• Short exercise 1
In the article on business bank accounts, which bank refused to reimburse Fan Bao for the stolen money?
— start of Quoted passage —
Many tax advisors tell their self-employed clients — including those who are “consulting” while looking for work — to open separate business bank accounts to make it easier to separate business and personal expenses for tax purposes.
Don’t do it.
This common tax advice could turn into a banking nightmare that puts every dollar in your business account at risk. Just ask Fan Bao of Los Angeles.
Bao, who runs a small import-export business, had $50,000 stolen from his bank account by computer hackers in Croatia. Bank of America has refused to reimburse him, saying the loss was his problem, not the bank’s.
Had the money been stolen out of a personal account, the bank’s response would have been dramatically different. Federal law would have required the bank to reimburse Bao.
But, unbeknown to many, business and personal accounts are governed by completely different rules. Those rules protect individuals from online hacking but can leave small-business owners to twist in the wind.
Normally that would merely be worrisome. But it’s far more frightening now because technology and law enforcement experts believe there is a huge wave growing of sophisticated criminal enterprises that target small-business bank accounts.
Over the last year, the FBI, the Federal Deposit Insurance Corp. and the American Bankers Association have all warned banks about the threat. But many banks have outdated security systems that make their clients vulnerable, said Terry Austin, president and chief executive of Guardian Analytics, an online-security firm.
“We’re seeing increasingly sophisticated attacks,” Austin said. “But there’s been very little recent investment on the banking side. Banks need to do more to protect their customers.”
— end of Quoted passage —
— start of Extracted information —
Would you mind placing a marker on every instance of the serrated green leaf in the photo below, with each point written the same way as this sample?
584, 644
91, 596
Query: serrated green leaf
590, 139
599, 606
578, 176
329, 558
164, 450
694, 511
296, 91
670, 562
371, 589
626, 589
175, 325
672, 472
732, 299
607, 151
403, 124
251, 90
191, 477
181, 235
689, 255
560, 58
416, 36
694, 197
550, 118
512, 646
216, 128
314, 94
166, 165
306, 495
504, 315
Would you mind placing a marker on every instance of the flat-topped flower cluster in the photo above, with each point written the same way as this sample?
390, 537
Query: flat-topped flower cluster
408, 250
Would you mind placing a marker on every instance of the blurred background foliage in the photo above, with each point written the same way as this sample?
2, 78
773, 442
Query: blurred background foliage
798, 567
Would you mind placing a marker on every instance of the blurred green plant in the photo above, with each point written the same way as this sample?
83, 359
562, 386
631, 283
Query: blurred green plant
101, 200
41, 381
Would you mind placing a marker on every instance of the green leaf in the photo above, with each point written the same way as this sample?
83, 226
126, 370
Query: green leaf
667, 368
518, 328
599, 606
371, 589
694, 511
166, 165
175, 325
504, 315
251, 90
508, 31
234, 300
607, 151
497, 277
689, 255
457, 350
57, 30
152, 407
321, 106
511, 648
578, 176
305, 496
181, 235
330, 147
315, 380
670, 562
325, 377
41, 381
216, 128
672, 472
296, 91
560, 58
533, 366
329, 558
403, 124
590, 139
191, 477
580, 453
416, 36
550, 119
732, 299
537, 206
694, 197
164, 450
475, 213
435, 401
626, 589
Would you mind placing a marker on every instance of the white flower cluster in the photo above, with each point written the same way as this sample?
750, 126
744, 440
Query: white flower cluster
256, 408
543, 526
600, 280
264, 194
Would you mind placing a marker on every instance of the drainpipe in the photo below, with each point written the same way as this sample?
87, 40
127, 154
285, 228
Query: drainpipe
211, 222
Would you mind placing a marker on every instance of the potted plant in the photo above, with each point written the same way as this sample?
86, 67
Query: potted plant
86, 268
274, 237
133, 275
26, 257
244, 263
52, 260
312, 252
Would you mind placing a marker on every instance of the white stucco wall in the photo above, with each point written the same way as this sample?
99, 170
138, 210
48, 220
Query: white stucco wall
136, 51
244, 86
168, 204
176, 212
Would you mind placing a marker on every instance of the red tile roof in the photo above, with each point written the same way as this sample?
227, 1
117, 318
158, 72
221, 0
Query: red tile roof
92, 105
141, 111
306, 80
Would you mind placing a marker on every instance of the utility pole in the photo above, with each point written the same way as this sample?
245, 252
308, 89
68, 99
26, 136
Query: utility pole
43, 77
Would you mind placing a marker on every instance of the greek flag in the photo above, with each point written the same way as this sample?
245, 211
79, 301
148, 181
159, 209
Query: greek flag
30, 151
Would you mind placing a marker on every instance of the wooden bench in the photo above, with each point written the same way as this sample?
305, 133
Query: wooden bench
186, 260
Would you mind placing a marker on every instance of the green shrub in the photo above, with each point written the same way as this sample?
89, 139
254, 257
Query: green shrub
— end of Extracted information —
• Short exercise 2
Pull out every line of the records that contains the word "background".

• Task output 1
Bank of America.

• Task output 2
Would you mind placing a marker on every instance of the blurred background foliage in the photo above, with each point written the same way as this sample?
Query: blurred background foliage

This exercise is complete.